Supplied passage Start Marker
Rouhani, Health Minister Clash Over Covid As Cases Rise In Fourth Wave
President Hassan Rouhani on Saturday [April 17] criticized Health Minister Saeed Namaki for trying to blame others for the worsening situation with Covid-19. Disagreements between the president and minister over managing the pandemic and buying vaccines have heightened in recent days.
Namaki and some other ministry officials have accused the government several times in public for what they say are haphazard measures and failure to impose tighter restrictions to contain the fourth wave of the pandemic. Namaki advocates using homegrown vaccines while Rouhani has repeatedly said the country needs to import vaccines and cannot wait for homegrown ones to be ready.
"Everyone wants to blame others - one names another body as responsible and the other names the first one," Rouhani told Saturday’s meeting of the National Coronavirus Combat Taskforce in an apparent reference to the health minister. Rouhani also criticized those who had questioned Chinese and Russian vaccines, which the government has been trying to procure since Supreme Leader Ali Khamenei ruled out western vaccines. Rouhani said the same people who had opposed China and Russia vaccines were now attacking the government for not buying enough vaccines.
Iran has vaccinated 0.12 percent of its population of 84 million. The Iranian ambassador in Moscow on Thursday said a deal to purchase 60 million doses of Sputnik V vaccine had been finalized to inoculate 30 million people, with delivery due to start in June and be completed before the end of 2021. Homegrown vaccines are still at testing stage.
With the country now undergoing its fourth wave of the pandemic, Iranian television reported Thursday that one person died every four minutes. According to the latest official figures released on Saturday, more than 21,000 new cases were identified over the latest 24-hour reporting period with 319 deaths (below the deadliest day, 480 in November), bringing the total number of cases and the death toll respectively to 2,215,000 and 66,327. The fatality rate of 3.6 percent is higher than a global average of 2.5 percent.
Supplied passage End Marker
### Activities
(a) Quote the report on the clash between Rouhani and his health minister from "Rouhani, Health Minister" to "to be ready." word for word.
(b) Continue the report on the Rouhani–Namaki dispute over Covid, picking up after its last sentence.
Material shown Start Marker
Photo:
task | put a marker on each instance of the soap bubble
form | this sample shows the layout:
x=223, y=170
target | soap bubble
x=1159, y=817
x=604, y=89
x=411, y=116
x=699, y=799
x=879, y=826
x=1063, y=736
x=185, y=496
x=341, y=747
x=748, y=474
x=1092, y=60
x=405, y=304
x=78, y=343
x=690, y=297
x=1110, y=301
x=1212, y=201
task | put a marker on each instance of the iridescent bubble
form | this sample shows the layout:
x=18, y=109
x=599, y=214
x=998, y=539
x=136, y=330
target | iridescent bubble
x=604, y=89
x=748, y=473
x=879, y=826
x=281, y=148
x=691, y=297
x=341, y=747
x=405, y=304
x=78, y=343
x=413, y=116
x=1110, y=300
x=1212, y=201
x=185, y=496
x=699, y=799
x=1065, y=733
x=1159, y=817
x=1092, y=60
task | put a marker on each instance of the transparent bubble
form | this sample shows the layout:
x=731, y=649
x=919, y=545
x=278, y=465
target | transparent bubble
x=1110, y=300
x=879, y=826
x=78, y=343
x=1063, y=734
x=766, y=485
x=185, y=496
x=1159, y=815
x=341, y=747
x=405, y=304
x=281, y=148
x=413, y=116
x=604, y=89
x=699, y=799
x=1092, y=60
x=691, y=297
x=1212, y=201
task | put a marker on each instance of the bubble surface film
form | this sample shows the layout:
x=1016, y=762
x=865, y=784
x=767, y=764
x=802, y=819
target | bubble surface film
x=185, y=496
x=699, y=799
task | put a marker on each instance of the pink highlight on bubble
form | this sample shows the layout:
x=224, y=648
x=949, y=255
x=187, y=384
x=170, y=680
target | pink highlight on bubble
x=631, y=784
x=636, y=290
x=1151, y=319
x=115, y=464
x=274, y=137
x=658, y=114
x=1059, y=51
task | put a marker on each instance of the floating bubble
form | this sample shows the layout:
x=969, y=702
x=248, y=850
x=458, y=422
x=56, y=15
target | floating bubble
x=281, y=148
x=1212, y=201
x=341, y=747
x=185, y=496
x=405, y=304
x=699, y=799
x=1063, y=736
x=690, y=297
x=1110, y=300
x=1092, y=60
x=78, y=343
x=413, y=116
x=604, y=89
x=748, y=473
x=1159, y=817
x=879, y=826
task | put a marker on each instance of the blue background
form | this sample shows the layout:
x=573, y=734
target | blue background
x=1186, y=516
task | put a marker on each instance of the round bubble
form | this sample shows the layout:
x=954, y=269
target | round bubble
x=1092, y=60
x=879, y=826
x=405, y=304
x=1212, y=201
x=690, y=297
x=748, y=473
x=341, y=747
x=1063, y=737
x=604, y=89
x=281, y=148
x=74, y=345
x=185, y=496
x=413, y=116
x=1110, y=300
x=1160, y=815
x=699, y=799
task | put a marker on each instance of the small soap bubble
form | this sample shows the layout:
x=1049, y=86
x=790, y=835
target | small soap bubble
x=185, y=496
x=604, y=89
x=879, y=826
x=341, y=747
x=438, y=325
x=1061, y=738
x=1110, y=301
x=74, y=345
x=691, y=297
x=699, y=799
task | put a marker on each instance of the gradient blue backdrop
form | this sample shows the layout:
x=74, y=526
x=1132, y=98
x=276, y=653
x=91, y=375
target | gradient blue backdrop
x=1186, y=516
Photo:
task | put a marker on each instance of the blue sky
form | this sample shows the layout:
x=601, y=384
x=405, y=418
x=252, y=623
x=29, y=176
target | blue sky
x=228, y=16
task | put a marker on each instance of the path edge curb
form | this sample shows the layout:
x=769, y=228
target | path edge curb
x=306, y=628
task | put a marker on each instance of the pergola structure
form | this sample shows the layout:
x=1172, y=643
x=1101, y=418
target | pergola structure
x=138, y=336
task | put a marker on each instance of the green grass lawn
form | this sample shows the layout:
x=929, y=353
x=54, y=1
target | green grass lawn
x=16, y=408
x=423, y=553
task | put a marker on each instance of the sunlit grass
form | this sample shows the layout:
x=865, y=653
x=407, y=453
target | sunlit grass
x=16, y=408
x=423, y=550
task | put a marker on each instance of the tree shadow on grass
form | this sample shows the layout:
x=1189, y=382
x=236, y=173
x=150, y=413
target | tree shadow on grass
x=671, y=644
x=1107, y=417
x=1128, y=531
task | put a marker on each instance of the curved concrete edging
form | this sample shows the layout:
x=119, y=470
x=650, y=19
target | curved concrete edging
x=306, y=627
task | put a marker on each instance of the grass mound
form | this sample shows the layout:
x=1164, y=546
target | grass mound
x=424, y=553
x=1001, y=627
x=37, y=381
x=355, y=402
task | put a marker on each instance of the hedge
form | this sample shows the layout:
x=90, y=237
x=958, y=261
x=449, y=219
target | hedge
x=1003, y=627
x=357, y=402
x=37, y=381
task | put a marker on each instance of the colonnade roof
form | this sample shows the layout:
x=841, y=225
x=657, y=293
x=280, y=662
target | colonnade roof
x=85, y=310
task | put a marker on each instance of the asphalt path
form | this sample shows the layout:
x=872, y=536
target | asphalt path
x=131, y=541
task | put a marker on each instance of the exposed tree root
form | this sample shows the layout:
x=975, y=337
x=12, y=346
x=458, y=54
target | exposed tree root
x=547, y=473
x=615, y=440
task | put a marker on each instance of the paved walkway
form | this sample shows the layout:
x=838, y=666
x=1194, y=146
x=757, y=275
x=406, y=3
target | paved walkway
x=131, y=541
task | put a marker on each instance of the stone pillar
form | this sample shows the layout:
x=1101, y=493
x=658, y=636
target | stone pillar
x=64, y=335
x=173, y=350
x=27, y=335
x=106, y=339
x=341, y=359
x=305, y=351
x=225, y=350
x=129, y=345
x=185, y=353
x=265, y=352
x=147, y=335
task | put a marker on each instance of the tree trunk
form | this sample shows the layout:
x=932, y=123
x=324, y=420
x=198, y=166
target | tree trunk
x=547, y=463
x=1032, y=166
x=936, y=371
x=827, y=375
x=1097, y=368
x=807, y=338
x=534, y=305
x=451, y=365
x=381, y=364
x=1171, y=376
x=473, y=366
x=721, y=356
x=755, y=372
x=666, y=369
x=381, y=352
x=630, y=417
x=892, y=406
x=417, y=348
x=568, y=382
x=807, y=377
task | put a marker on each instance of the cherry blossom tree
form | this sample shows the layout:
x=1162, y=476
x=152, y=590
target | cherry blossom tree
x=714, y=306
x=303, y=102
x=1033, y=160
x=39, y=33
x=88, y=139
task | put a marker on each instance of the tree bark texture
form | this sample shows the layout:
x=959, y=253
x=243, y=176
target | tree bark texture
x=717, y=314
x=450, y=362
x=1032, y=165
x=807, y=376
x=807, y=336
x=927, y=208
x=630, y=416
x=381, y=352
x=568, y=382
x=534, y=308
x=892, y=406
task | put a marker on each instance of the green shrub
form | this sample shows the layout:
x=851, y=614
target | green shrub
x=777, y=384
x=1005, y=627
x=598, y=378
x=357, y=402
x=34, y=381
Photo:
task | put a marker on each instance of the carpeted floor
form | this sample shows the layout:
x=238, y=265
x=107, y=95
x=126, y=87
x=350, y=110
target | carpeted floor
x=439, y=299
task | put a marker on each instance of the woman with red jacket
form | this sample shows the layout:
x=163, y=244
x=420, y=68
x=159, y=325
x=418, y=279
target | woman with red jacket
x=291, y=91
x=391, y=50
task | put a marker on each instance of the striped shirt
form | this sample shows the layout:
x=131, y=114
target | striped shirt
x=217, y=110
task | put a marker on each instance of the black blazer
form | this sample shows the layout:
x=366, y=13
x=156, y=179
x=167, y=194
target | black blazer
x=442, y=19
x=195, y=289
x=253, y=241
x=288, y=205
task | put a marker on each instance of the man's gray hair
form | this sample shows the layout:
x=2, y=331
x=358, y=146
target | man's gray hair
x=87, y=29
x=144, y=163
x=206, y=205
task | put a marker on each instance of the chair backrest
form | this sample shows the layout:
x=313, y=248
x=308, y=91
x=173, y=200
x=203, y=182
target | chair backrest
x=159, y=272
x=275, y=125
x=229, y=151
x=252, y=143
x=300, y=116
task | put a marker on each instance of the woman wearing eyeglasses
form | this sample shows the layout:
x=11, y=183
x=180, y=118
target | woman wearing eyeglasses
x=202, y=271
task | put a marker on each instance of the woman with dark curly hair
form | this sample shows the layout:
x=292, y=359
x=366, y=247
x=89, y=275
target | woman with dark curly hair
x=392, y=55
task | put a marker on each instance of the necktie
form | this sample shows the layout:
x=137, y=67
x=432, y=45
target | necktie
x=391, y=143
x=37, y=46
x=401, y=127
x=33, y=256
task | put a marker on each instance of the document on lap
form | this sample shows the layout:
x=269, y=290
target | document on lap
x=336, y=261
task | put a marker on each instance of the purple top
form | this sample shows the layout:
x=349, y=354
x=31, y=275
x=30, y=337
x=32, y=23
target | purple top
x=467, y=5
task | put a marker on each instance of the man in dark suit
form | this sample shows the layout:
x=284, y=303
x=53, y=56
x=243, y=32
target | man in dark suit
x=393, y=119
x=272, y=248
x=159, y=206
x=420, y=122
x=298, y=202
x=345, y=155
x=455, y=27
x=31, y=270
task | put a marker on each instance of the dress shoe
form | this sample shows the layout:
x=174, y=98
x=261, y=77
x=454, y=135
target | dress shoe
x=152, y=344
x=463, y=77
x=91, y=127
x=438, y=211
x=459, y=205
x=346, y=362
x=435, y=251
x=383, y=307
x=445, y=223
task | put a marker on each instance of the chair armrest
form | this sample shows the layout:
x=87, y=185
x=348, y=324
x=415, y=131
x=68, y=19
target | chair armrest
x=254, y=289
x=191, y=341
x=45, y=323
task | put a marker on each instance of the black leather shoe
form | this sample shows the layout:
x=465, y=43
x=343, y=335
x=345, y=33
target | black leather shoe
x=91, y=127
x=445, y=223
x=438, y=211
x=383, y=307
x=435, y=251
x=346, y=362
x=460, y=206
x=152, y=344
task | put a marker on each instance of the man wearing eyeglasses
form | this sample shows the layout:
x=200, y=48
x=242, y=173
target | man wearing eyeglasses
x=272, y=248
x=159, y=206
Material shown End Marker
### Answer section
(a)
Rouhani, Health Minister Clash Over Covid As Cases Rise In Fourth Wave
President Hassan Rouhani on Saturday [April 17] criticized Health Minister Saeed Namaki for trying to blame others for the worsening situation with Covid-19. Disagreements between the president and minister over managing the pandemic and buying vaccines have heightened in recent days.
Namaki and some other ministry officials have accused the government several times in public for what they say are haphazard measures and failure to impose tighter restrictions to contain the fourth wave of the pandemic. Namaki advocates using homegrown vaccines while Rouhani has repeatedly said the country needs to import vaccines and cannot wait for homegrown ones to be ready.

(b)
On slightly older figures from John Hopkins, Turkey has reported 35,320 deaths in 4.15 million cases, compared to Iran having 66,008 deaths in 2.19 million cases. Turkey has now vaccinated around 12 percent of its population.
Iran’s official Covid numbers have been questioned by several health experts, politicians and media in the country. Some have said that the real number could be twice as much.
Health officials say the ‘UK variant’ has now spread across the country and is responsible for over half of new cases. Currently 257 of the country's total 1148 cities are in a critical situation, coded red, with 129 more coded orange.
New nationwide restrictions on travel and business and a curfew for private vehicles based on a color-coded map were introduced last week after Persian New Year holiday and trips sparked a surge in cases. The government has been blamed for allowing travel during the holidays – while officials, including Rouhani, have pointed to poor adherence to health protocols.
In Saturday’s address to the coronavirus taskforce Rouhani reiterated that public failure to follow protocols had spread the UK variant and that Iranians needed to change their behavior. Adding to the challenges facing health services, Hamid Reza Azizi, head of the Nursing Council of Iran, said on Saturday that around 120 nurses were emigrating every month.